### THE EXERCISE
Convert everything from the first line of the items down to and including the line containing "[[119, 317]]" into a Markdown table with two columns, Row and Item line. Number each line in the Row column and skip any blank lines.

==================================================

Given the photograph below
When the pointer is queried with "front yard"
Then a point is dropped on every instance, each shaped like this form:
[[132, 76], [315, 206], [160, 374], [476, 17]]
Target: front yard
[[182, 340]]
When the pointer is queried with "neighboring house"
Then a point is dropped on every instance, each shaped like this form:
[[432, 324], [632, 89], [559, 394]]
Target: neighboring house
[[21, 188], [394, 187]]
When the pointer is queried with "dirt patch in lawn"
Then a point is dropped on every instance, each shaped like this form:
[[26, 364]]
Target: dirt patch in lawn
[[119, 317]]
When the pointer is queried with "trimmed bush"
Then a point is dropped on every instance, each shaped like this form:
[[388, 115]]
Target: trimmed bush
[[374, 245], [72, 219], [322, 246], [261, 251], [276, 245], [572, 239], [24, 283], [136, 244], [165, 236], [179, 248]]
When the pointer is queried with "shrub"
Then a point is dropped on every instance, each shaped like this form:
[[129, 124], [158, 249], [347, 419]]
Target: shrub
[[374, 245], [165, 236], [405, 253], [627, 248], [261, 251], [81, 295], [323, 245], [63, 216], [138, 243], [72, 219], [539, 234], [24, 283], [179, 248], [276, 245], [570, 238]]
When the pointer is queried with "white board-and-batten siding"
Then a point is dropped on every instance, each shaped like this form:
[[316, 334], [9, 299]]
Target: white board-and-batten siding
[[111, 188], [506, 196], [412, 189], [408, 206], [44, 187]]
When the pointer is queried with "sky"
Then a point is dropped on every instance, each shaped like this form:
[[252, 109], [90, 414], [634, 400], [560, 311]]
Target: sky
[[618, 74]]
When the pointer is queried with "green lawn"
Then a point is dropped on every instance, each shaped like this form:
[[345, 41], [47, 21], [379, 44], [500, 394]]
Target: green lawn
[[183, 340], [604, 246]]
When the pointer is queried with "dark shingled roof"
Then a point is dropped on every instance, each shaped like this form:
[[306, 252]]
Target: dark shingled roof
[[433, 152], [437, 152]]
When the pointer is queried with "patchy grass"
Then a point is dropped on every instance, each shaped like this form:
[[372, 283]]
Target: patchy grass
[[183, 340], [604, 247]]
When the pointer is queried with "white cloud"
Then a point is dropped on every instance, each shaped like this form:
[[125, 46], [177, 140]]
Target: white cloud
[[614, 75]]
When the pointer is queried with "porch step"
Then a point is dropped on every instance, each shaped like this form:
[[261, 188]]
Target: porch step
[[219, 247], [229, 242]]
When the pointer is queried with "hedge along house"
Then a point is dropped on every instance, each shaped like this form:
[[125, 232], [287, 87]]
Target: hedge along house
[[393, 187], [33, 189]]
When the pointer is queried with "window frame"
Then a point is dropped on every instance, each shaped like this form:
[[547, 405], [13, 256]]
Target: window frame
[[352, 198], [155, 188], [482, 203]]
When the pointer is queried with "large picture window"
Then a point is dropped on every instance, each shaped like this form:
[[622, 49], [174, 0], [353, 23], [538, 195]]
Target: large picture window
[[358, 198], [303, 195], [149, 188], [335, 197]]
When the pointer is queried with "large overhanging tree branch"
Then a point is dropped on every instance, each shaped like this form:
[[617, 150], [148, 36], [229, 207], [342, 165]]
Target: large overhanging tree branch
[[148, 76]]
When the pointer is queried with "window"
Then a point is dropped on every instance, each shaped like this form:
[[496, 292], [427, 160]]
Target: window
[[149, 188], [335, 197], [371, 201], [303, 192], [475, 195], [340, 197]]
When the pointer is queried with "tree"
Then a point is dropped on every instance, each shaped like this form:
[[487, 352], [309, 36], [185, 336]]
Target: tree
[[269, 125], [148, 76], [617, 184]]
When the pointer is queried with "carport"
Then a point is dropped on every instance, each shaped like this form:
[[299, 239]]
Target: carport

==================================================

### SOLUTION FOR THIS PROBLEM
| Row | Item line |
|---|---|
| 1 | Given the photograph below |
| 2 | When the pointer is queried with "front yard" |
| 3 | Then a point is dropped on every instance, each shaped like this form: |
| 4 | [[132, 76], [315, 206], [160, 374], [476, 17]] |
| 5 | Target: front yard |
| 6 | [[182, 340]] |
| 7 | When the pointer is queried with "neighboring house" |
| 8 | Then a point is dropped on every instance, each shaped like this form: |
| 9 | [[432, 324], [632, 89], [559, 394]] |
| 10 | Target: neighboring house |
| 11 | [[21, 188], [394, 187]] |
| 12 | When the pointer is queried with "dirt patch in lawn" |
| 13 | Then a point is dropped on every instance, each shaped like this form: |
| 14 | [[26, 364]] |
| 15 | Target: dirt patch in lawn |
| 16 | [[119, 317]] |